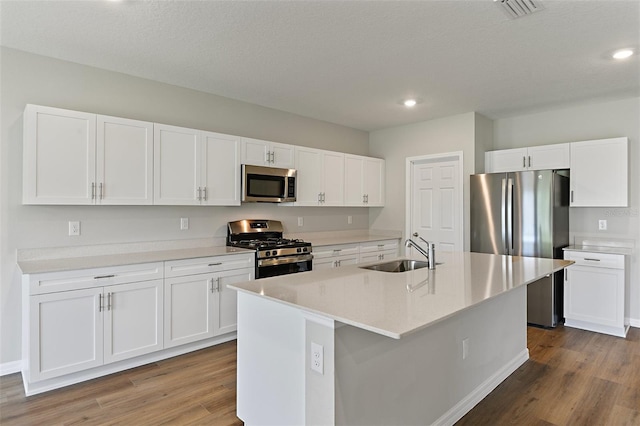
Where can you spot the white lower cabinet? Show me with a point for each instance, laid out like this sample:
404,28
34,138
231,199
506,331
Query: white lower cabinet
595,292
201,306
82,324
75,330
326,257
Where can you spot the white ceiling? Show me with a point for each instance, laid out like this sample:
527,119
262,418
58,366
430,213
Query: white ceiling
348,62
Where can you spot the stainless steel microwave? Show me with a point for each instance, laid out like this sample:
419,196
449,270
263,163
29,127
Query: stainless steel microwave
268,184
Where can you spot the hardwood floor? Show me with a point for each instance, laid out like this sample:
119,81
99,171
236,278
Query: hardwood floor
573,377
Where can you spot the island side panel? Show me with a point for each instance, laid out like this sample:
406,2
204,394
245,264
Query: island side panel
422,378
271,362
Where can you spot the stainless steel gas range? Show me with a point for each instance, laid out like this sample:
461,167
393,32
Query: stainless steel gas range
275,255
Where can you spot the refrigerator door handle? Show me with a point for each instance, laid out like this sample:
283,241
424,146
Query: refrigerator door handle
509,216
504,216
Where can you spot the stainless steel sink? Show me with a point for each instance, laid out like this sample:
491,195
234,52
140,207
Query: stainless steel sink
400,265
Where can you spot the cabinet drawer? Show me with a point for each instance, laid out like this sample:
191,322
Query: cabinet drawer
203,265
337,250
599,260
95,277
379,246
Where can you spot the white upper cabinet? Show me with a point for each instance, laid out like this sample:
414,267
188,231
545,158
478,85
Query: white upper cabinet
176,165
364,181
599,173
194,167
320,177
73,157
220,179
546,157
124,161
264,153
59,156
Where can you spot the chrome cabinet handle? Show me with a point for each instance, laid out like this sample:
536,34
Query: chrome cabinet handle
100,277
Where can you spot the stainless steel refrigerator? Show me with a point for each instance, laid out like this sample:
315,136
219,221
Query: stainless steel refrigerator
524,214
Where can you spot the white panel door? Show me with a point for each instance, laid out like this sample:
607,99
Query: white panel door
282,155
354,180
176,153
309,176
599,173
124,161
333,179
189,309
66,333
221,169
436,208
374,181
59,156
226,300
133,320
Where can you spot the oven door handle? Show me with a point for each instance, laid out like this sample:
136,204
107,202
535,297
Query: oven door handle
284,260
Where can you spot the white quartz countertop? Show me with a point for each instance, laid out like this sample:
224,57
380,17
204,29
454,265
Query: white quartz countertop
396,304
117,259
600,249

------------------------

_Work to complete_
Retype exactly the line with "Query: white upper cabinet" and each line after it until the records end, and include no other line.

_Solution_
Query: white upper cabinet
176,165
364,181
599,173
194,167
320,177
73,157
220,179
546,157
124,161
264,153
59,156
Where can you spot the chrome cabinet handle? Show me with a point for each instance, laid out like this sample:
536,34
Query: chrome cabinet handle
100,277
Where can you spot the stainless steel refrigerator? Show me with a point for each instance, laid out like this sample:
315,136
219,221
Query: stainless steel refrigerator
524,214
Where can you spot the white panel door? Show me with a point for each instance, laid out like this sample:
607,99
Query: white panel door
282,155
354,180
176,153
309,176
599,173
124,161
333,179
189,309
66,333
221,169
436,208
374,181
59,156
226,300
133,320
Where can you spot the oven door handle? Show me with a point for each instance, laid out like this sample:
136,204
107,202
535,297
Query: oven door handle
284,260
Where can you spot the white quartz countertop? Show me with a point for each instance, laid out like this sample:
224,57
380,17
204,29
454,265
Query: white quartz countertop
396,304
117,259
600,249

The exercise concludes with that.